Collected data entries

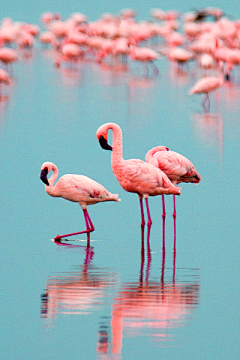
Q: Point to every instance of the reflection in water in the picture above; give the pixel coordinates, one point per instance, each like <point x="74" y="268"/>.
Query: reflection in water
<point x="151" y="307"/>
<point x="209" y="128"/>
<point x="78" y="292"/>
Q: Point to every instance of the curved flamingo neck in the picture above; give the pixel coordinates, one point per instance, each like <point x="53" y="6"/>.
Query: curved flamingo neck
<point x="51" y="189"/>
<point x="154" y="150"/>
<point x="117" y="143"/>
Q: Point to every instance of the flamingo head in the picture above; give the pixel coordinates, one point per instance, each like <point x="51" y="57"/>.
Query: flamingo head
<point x="45" y="169"/>
<point x="102" y="136"/>
<point x="43" y="176"/>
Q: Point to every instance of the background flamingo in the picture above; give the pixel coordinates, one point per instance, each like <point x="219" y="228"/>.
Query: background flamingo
<point x="76" y="188"/>
<point x="206" y="85"/>
<point x="135" y="175"/>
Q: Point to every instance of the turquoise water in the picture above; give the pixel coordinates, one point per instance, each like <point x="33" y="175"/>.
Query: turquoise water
<point x="109" y="302"/>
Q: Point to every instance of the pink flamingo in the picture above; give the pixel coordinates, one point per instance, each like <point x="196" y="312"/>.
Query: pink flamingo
<point x="76" y="188"/>
<point x="206" y="85"/>
<point x="146" y="56"/>
<point x="135" y="175"/>
<point x="8" y="56"/>
<point x="176" y="166"/>
<point x="4" y="79"/>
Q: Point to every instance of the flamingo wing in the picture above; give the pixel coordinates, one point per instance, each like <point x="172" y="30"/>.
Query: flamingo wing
<point x="80" y="188"/>
<point x="142" y="177"/>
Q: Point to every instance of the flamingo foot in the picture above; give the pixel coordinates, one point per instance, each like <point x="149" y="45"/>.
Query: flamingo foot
<point x="59" y="237"/>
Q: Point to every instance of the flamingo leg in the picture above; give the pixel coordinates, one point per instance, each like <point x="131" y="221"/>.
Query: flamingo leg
<point x="142" y="213"/>
<point x="148" y="213"/>
<point x="163" y="207"/>
<point x="206" y="100"/>
<point x="174" y="252"/>
<point x="174" y="206"/>
<point x="89" y="228"/>
<point x="147" y="70"/>
<point x="163" y="253"/>
<point x="163" y="244"/>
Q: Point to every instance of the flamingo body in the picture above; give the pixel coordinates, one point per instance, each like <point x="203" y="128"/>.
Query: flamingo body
<point x="176" y="166"/>
<point x="76" y="188"/>
<point x="206" y="85"/>
<point x="135" y="175"/>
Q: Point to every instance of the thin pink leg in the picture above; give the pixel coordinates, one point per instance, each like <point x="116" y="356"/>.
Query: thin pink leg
<point x="163" y="206"/>
<point x="163" y="244"/>
<point x="163" y="264"/>
<point x="174" y="225"/>
<point x="142" y="213"/>
<point x="174" y="206"/>
<point x="174" y="259"/>
<point x="148" y="213"/>
<point x="142" y="258"/>
<point x="149" y="256"/>
<point x="89" y="228"/>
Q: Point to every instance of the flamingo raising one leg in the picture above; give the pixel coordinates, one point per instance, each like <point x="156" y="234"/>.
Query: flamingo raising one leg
<point x="76" y="188"/>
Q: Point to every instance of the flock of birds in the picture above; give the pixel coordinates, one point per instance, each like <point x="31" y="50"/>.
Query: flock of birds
<point x="158" y="175"/>
<point x="205" y="36"/>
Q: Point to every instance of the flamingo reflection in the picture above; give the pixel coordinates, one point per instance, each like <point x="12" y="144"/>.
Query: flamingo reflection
<point x="77" y="292"/>
<point x="153" y="307"/>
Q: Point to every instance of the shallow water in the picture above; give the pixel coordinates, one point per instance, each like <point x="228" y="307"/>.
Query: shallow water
<point x="117" y="300"/>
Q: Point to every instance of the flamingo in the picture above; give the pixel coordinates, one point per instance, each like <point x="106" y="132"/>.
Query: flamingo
<point x="206" y="85"/>
<point x="76" y="188"/>
<point x="176" y="166"/>
<point x="4" y="79"/>
<point x="135" y="175"/>
<point x="8" y="56"/>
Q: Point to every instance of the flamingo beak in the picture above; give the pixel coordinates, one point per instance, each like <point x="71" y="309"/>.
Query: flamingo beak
<point x="104" y="144"/>
<point x="43" y="176"/>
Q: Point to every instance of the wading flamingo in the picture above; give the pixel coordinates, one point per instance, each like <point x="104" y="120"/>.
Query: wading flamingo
<point x="135" y="175"/>
<point x="76" y="188"/>
<point x="206" y="85"/>
<point x="176" y="166"/>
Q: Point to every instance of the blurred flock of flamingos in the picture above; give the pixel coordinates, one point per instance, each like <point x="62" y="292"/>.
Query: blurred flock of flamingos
<point x="203" y="42"/>
<point x="206" y="37"/>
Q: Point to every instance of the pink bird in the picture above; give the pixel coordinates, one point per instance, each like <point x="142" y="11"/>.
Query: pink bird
<point x="4" y="79"/>
<point x="76" y="188"/>
<point x="146" y="56"/>
<point x="176" y="166"/>
<point x="135" y="175"/>
<point x="206" y="85"/>
<point x="8" y="56"/>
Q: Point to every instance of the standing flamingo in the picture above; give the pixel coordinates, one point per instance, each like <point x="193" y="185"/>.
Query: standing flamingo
<point x="206" y="85"/>
<point x="76" y="188"/>
<point x="176" y="166"/>
<point x="4" y="79"/>
<point x="135" y="175"/>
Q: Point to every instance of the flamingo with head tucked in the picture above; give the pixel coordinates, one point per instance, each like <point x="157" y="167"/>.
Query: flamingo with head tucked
<point x="76" y="188"/>
<point x="176" y="166"/>
<point x="135" y="175"/>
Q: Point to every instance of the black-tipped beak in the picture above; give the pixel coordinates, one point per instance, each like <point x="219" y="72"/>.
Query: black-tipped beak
<point x="43" y="176"/>
<point x="104" y="144"/>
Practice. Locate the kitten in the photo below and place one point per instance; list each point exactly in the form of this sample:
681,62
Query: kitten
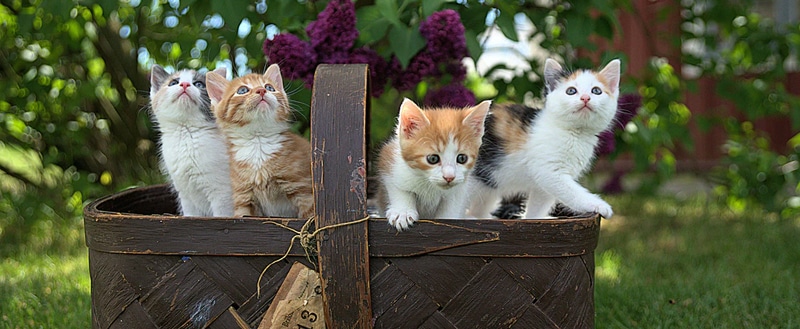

> _PROBLEM DETAILS_
Show the lines from the data above that contain the string "kitten".

> _EXERCISE RESULT_
Practice. Locate the kitten in the photo below and place one point per instance; list each point exactly in the form of this sample:
Query: kitten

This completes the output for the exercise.